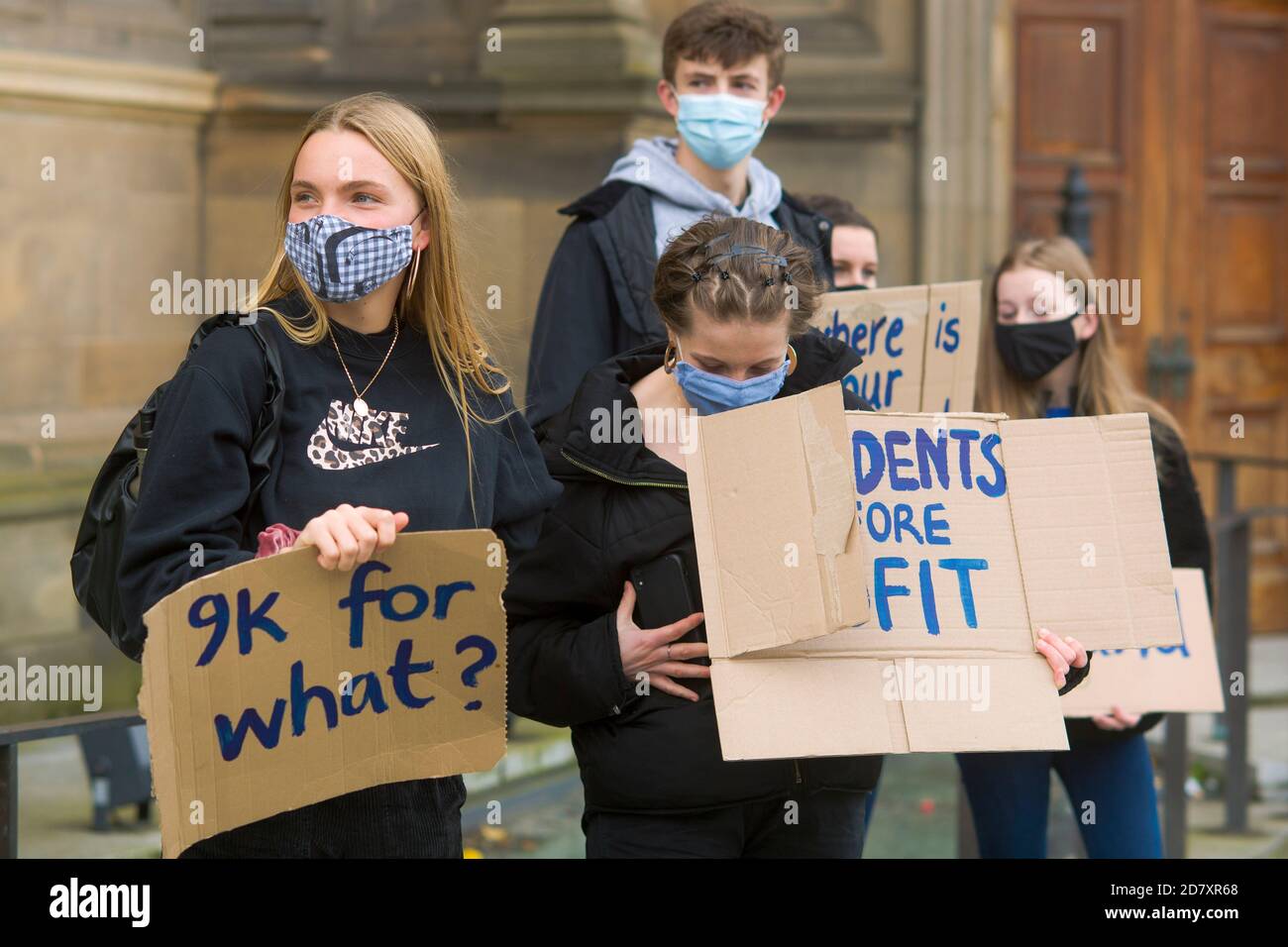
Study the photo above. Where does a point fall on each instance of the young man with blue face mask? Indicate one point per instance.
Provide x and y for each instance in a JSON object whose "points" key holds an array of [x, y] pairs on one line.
{"points": [[721, 84]]}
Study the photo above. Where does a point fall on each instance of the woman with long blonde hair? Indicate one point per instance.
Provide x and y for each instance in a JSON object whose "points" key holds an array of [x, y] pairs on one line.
{"points": [[1048, 354], [393, 416]]}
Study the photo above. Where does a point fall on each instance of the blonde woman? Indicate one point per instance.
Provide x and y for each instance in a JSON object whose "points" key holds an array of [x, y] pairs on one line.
{"points": [[393, 419], [1051, 356]]}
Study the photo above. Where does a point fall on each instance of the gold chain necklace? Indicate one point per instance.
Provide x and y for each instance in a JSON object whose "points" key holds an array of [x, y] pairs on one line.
{"points": [[360, 405]]}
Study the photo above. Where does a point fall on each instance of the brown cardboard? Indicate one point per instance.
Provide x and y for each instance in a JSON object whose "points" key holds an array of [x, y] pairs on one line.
{"points": [[180, 699], [1017, 541], [919, 344], [778, 547], [1181, 678]]}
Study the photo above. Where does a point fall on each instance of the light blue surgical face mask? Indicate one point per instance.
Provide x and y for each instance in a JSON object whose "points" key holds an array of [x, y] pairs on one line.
{"points": [[719, 128], [709, 393]]}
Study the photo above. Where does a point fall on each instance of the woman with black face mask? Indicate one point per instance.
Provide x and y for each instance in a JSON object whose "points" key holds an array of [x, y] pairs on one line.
{"points": [[1054, 356]]}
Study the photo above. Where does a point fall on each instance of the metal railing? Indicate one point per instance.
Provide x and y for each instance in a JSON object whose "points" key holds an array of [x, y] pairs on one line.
{"points": [[13, 735]]}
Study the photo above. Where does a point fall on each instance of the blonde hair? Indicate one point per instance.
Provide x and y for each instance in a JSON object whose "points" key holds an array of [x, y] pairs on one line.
{"points": [[436, 300], [1104, 386]]}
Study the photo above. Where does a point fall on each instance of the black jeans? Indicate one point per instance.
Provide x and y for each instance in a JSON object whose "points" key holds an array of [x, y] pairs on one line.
{"points": [[823, 823], [420, 818]]}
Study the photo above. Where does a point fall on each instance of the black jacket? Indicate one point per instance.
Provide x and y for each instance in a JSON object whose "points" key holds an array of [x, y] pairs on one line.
{"points": [[596, 299], [1186, 541], [623, 506]]}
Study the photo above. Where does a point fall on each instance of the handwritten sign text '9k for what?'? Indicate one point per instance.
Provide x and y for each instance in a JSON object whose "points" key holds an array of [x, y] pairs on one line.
{"points": [[274, 684]]}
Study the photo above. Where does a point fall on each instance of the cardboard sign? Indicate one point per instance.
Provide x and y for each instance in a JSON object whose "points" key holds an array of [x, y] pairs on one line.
{"points": [[1179, 678], [780, 557], [274, 684], [979, 531], [919, 344]]}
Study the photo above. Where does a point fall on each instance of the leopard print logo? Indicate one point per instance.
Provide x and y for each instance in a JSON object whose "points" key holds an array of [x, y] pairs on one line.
{"points": [[374, 438]]}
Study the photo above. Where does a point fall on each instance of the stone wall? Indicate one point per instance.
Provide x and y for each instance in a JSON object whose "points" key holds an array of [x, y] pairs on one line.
{"points": [[168, 124]]}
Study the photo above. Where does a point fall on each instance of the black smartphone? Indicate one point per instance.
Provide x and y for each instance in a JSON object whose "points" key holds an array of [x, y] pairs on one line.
{"points": [[666, 591]]}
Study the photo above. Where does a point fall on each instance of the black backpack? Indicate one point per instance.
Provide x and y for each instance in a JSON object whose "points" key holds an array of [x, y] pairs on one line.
{"points": [[114, 497]]}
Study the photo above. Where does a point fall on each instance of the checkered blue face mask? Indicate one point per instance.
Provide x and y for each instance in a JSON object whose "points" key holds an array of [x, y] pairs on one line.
{"points": [[342, 261]]}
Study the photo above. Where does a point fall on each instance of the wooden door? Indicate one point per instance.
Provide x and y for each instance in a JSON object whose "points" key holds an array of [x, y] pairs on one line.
{"points": [[1172, 93]]}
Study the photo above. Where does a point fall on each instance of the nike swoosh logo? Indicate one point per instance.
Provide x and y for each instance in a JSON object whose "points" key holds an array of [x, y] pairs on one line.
{"points": [[335, 458], [325, 449]]}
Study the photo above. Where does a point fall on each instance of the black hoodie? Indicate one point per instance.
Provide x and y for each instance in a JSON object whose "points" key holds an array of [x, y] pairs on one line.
{"points": [[623, 506]]}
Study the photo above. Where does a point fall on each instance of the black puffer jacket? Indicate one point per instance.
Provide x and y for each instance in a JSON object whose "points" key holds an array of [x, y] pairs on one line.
{"points": [[623, 506]]}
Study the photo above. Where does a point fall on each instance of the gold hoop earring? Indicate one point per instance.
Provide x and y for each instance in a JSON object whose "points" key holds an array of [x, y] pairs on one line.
{"points": [[411, 279]]}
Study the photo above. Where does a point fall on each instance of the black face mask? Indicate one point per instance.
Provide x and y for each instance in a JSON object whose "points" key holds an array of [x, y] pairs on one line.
{"points": [[1034, 348]]}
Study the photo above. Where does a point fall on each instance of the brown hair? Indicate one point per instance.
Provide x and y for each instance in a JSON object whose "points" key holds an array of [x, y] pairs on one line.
{"points": [[437, 300], [838, 210], [1104, 386], [696, 273], [726, 34]]}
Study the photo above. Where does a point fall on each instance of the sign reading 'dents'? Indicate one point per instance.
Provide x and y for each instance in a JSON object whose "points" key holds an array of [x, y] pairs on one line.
{"points": [[274, 684], [918, 344], [978, 530]]}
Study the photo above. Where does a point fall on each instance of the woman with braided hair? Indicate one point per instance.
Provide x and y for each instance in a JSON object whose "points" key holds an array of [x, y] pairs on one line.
{"points": [[735, 298]]}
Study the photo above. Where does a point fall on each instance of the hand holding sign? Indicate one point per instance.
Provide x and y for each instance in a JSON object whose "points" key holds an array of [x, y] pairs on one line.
{"points": [[1117, 719], [351, 535], [1061, 655], [274, 684]]}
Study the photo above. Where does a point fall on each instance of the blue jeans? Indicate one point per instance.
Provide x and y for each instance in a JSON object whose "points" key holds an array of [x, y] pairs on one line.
{"points": [[1010, 793]]}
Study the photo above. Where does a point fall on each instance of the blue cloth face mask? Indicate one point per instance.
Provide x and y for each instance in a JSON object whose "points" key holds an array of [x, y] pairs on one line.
{"points": [[709, 393], [720, 129], [343, 262]]}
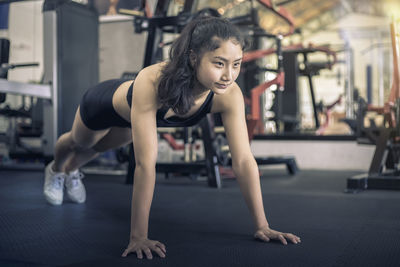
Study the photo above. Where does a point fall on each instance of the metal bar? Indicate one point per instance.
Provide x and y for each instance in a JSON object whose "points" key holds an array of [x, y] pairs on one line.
{"points": [[37, 90]]}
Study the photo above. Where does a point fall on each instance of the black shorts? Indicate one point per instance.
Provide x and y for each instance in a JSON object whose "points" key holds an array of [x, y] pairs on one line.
{"points": [[96, 109]]}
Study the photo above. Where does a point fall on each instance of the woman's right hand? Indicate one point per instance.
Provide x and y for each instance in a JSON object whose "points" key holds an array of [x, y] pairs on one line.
{"points": [[144, 245]]}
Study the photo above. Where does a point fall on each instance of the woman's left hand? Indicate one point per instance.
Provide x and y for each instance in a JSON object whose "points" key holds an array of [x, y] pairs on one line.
{"points": [[266, 234]]}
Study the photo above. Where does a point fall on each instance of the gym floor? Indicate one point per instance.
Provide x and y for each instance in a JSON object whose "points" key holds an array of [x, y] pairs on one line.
{"points": [[201, 226]]}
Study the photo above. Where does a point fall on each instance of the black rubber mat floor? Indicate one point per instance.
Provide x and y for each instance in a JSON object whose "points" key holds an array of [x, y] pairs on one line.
{"points": [[201, 226]]}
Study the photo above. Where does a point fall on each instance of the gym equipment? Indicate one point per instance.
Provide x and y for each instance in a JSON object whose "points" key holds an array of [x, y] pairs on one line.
{"points": [[17, 129], [70, 40], [384, 170]]}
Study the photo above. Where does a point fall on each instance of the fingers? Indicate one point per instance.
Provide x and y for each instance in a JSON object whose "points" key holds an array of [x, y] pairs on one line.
{"points": [[282, 239], [293, 238], [159, 251], [156, 246], [162, 246], [147, 251]]}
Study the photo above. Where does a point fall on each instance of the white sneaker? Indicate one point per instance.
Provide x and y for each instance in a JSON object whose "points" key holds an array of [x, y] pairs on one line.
{"points": [[53, 185], [75, 188]]}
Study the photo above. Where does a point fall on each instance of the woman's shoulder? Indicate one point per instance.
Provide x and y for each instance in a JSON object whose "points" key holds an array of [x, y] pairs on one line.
{"points": [[153, 71]]}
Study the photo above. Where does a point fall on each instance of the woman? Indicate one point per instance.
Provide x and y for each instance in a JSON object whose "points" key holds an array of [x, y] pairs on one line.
{"points": [[199, 78]]}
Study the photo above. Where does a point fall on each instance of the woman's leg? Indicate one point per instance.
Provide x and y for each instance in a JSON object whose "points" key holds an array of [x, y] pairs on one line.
{"points": [[75, 148]]}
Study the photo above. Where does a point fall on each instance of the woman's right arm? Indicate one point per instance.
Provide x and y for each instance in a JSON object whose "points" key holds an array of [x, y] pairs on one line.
{"points": [[144, 135]]}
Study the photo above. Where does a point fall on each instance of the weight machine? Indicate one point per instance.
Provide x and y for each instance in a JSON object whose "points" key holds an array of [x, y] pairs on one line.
{"points": [[384, 170]]}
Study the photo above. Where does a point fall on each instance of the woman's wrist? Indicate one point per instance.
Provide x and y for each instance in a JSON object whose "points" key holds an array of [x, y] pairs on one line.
{"points": [[262, 225]]}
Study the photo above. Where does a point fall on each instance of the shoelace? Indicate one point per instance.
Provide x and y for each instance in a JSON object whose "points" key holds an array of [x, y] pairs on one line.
{"points": [[75, 178], [58, 182]]}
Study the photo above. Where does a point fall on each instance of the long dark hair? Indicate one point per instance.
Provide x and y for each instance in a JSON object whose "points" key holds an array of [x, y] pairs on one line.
{"points": [[178, 76]]}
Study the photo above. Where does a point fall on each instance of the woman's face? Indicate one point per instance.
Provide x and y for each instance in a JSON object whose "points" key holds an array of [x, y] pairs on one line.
{"points": [[218, 69]]}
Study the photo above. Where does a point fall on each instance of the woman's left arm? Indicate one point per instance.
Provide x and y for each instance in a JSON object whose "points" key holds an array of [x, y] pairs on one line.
{"points": [[244, 165]]}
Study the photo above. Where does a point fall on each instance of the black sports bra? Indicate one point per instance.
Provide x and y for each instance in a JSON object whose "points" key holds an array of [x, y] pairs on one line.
{"points": [[176, 121]]}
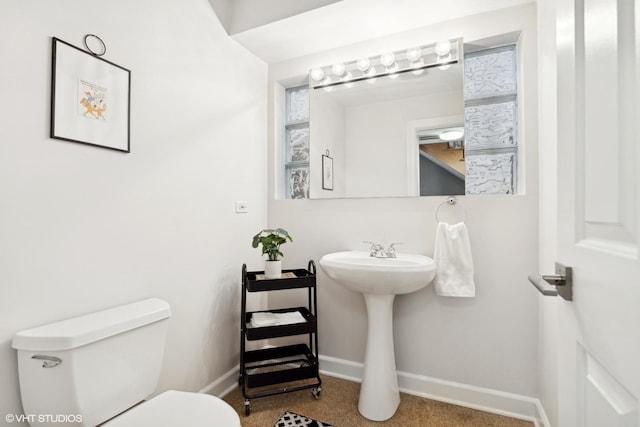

Set task: Convert the lines above into a JSON list of strings, one string per line with blank lines omitted, starting at the line that contains "shoelace? Indicate one point per instance." and ending at the last line. Leave the pictures out of your answer.

Exercise answer:
[
  "Study the photo above. Where does a point fall on each instance of the shoelace? Indicate one point per instance.",
  "Provide x and y for each instance in a JSON object whose \"points\" key holds an array of [x, y] pairs on one line.",
  "{\"points\": [[75, 178], [58, 182]]}",
  "Study the photo above. Where does a point fall on each instance of the long dark hair? Indicate one point per instance.",
  "Provide x and y for each instance in a JSON object whose \"points\" key holds an array of [x, y] pairs on one line.",
  "{\"points\": [[178, 76]]}",
  "Study the photo above. Where does a point fall on each instance of the woman's face? Indicate one point per instance.",
  "Provide x and y for each instance in a JSON object whose \"points\" key holds an array of [x, y] pairs on one line.",
  "{\"points\": [[218, 69]]}",
  "Study the photo above. Where does a point fall on each instance of the woman's left arm? Indicate one point per instance.",
  "Provide x and y for each instance in a JSON object whose \"points\" key holds an array of [x, y] pairs on one line.",
  "{\"points\": [[244, 165]]}",
  "Study the photo above. Where does a point fall on each instance of the black sports bra? Indicate one point per instance.",
  "Provide x and y for each instance in a JSON object whose \"points\" key holds an array of [x, y] pairs on one line.",
  "{\"points\": [[176, 121]]}"
]